# Data to use:
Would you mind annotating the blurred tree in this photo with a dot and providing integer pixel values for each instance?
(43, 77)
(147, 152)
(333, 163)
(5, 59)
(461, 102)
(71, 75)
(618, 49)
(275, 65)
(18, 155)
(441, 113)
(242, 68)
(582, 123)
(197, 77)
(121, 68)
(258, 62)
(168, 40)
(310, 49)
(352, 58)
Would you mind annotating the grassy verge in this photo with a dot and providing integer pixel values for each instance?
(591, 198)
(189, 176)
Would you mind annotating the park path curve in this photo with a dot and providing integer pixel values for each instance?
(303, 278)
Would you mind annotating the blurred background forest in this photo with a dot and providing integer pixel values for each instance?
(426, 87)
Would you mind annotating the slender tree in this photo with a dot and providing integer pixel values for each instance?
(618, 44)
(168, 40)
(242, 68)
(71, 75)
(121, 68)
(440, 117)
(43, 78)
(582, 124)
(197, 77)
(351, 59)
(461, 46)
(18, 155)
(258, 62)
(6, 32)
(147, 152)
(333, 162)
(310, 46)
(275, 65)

# Task details:
The data should be copied out in full, exactly as it reads.

# Exercise solution:
Would you mind annotating the blurred tree in this photo with a dot and providing integer pixel values for each instance?
(43, 77)
(147, 152)
(333, 163)
(5, 59)
(461, 102)
(71, 75)
(618, 49)
(275, 65)
(18, 155)
(441, 113)
(242, 68)
(582, 123)
(197, 77)
(121, 68)
(258, 62)
(168, 40)
(310, 49)
(352, 58)
Would you mind annotating the grassy verge in this photo with a dot and providing integer pixel values for each instance?
(591, 198)
(189, 176)
Would you mind annotating the park path curve in this photo with a dot and providing integer pixel values for each instance?
(303, 278)
Would you mind annotating the blurred background forest in this photo with a dot and providing integer pixel values for each instance?
(426, 87)
Would you mind annotating the slender tree in this photo with a dot and providing integer pixel values for each instance?
(618, 44)
(168, 40)
(242, 68)
(71, 75)
(121, 68)
(440, 117)
(43, 78)
(582, 124)
(197, 77)
(351, 59)
(461, 46)
(18, 155)
(258, 62)
(6, 32)
(147, 152)
(333, 162)
(310, 46)
(275, 65)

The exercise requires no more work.